_What the task asks_. All lines from the one containing "Target: white lab coat" down to the one containing "Target: blonde-haired person", both ends included, are to be given again exactly; omit the rest of the listing below.

───── Supplied information

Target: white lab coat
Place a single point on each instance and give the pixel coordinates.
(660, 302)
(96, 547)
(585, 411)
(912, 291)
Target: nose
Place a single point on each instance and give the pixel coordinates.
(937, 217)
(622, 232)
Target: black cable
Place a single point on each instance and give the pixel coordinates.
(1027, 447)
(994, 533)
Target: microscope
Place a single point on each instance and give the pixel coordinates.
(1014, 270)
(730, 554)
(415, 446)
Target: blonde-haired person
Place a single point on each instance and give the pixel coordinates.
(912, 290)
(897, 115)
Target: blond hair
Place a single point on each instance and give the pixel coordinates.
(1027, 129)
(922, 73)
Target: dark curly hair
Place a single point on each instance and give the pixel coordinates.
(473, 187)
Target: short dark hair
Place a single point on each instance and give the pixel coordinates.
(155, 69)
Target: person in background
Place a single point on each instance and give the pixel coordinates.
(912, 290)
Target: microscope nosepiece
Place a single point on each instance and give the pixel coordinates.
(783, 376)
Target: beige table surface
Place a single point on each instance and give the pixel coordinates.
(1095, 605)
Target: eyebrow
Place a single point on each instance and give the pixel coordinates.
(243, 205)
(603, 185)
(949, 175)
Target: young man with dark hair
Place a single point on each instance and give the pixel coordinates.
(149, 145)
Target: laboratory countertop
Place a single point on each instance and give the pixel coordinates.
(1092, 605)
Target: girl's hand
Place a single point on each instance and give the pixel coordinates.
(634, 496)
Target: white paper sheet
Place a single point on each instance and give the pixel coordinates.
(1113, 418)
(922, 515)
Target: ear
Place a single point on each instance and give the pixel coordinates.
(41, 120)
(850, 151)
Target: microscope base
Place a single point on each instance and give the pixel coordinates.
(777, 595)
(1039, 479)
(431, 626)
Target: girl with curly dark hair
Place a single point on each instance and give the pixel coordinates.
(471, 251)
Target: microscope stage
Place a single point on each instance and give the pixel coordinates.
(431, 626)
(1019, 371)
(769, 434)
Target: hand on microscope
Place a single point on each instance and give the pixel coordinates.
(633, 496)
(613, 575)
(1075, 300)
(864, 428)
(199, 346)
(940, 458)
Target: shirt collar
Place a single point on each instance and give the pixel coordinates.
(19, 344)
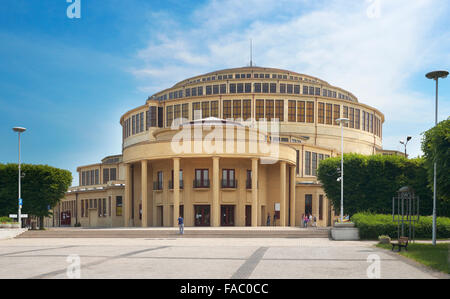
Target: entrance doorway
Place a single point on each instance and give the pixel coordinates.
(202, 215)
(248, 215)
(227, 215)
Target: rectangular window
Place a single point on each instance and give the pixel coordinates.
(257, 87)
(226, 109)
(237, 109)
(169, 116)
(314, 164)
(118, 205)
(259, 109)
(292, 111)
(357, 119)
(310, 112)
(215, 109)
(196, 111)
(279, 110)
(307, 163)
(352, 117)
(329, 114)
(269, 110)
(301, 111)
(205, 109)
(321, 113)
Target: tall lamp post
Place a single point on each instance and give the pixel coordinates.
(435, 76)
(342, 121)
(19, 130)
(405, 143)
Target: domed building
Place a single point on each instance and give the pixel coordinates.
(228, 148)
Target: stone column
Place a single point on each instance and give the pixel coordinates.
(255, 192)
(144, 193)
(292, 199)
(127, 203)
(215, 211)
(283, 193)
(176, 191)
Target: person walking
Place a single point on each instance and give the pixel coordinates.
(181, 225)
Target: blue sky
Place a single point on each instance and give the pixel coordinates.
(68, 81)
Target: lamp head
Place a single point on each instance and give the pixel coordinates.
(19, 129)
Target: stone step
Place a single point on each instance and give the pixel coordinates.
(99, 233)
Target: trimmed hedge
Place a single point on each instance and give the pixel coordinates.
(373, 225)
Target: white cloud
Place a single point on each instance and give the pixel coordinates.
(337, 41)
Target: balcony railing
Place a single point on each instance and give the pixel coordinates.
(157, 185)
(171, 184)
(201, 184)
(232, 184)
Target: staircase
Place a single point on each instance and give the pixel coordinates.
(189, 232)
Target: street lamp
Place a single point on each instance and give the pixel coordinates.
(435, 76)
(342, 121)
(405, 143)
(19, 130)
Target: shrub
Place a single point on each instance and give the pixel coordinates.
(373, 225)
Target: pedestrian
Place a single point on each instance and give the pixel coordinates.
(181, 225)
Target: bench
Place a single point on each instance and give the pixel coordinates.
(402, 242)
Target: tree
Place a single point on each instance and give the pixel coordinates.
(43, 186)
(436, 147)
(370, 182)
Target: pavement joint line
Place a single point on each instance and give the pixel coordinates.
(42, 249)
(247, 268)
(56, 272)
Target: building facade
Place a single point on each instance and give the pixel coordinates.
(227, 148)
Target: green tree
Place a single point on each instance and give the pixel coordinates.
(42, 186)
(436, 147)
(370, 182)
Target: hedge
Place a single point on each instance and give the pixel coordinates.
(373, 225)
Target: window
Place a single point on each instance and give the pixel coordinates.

──────────
───── Supplied information

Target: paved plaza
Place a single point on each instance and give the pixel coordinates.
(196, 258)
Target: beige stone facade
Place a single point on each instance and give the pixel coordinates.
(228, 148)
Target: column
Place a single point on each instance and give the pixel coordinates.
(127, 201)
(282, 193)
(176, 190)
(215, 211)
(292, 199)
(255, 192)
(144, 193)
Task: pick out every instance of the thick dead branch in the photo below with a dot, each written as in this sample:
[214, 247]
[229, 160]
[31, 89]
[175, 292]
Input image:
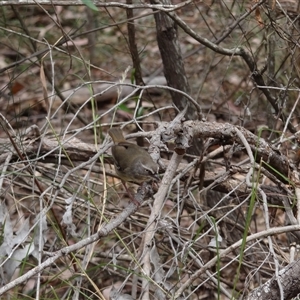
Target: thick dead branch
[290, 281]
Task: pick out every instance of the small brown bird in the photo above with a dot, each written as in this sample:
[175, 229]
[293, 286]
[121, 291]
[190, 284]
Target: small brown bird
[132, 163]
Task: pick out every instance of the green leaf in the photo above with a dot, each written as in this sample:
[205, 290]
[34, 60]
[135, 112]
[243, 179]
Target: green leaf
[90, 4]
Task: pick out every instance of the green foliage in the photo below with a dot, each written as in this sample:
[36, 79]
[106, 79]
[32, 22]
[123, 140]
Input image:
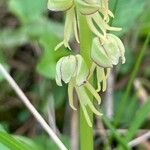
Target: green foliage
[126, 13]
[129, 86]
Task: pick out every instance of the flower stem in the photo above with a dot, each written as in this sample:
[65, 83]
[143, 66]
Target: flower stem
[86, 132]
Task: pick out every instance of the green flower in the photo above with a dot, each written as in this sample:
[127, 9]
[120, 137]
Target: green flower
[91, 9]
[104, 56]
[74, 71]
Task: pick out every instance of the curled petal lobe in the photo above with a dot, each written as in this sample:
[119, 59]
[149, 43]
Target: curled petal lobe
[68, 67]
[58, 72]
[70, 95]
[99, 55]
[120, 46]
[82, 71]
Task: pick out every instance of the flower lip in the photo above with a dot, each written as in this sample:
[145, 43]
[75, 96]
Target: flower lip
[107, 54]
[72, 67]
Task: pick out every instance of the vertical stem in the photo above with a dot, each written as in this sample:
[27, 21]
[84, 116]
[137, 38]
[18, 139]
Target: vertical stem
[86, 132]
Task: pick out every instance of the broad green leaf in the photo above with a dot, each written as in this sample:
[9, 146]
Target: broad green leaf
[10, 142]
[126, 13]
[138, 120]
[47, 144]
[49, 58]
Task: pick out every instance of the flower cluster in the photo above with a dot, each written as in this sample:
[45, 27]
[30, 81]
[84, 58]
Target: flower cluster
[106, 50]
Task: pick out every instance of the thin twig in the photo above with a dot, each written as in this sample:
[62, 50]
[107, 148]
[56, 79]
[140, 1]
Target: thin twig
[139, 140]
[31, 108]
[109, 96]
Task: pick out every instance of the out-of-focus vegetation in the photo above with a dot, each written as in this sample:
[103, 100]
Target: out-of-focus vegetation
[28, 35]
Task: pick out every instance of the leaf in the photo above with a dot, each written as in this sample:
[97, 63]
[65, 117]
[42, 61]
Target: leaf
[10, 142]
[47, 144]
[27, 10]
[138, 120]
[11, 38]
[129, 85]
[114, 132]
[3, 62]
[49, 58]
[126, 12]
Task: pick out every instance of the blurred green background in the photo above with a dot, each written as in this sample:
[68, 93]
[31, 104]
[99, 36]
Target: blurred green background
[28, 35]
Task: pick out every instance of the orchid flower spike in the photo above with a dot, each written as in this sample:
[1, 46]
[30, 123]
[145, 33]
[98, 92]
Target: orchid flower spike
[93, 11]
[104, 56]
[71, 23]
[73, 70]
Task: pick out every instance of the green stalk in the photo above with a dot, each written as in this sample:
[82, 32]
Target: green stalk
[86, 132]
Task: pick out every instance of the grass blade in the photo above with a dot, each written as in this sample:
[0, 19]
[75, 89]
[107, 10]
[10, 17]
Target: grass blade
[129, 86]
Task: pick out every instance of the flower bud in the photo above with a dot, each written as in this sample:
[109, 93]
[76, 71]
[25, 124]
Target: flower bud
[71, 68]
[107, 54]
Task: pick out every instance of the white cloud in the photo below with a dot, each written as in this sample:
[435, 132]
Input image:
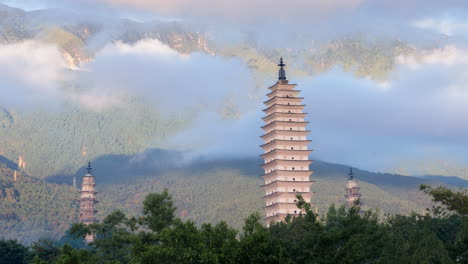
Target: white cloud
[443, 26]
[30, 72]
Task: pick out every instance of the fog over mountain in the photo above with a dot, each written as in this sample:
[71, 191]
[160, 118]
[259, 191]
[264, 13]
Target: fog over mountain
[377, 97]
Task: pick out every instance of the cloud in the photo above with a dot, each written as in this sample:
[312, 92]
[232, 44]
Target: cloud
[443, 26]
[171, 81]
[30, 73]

──────────
───── Supplied information

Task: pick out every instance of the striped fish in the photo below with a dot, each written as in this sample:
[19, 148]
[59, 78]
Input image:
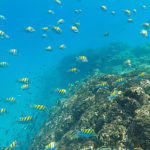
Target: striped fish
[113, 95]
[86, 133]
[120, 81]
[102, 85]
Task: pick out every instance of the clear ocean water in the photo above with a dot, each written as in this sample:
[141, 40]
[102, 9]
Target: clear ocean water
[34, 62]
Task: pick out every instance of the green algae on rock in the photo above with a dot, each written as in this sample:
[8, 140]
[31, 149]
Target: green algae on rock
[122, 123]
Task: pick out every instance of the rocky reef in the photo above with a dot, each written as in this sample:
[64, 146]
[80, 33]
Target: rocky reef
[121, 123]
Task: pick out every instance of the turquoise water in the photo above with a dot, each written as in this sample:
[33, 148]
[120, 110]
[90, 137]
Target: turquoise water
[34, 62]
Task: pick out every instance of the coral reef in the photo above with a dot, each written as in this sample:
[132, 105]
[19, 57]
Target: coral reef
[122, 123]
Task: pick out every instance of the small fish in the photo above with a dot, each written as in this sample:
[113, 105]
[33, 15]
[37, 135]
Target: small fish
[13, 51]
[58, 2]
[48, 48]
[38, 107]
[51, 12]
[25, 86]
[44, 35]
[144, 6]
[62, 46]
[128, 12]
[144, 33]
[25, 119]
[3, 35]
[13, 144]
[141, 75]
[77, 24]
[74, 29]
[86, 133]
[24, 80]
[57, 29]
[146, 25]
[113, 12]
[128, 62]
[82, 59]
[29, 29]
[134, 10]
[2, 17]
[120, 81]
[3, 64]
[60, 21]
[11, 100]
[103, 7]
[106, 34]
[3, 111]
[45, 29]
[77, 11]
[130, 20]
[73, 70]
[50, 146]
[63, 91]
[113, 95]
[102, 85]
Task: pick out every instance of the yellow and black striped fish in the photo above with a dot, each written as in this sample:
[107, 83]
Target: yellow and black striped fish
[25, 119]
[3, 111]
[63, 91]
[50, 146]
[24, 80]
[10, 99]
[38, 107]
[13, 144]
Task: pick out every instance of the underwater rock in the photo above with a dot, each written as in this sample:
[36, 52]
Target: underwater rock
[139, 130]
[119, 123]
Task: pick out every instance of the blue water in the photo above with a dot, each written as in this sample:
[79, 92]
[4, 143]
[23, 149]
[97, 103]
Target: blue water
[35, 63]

──────────

_Reply to the task_.
Target: white lab coat
Place a single point on each instance and give the pixel coordinates.
(660, 302)
(96, 547)
(585, 411)
(912, 291)
Target: nose
Place a single point on each instance and give the pixel coordinates.
(937, 217)
(622, 232)
Target: black cable
Place a single point on each instance and give the pixel coordinates.
(1027, 447)
(994, 533)
Target: microscope
Place a single point on each instance and give the pixel coordinates.
(1014, 270)
(730, 554)
(415, 446)
Target: blonde-haired person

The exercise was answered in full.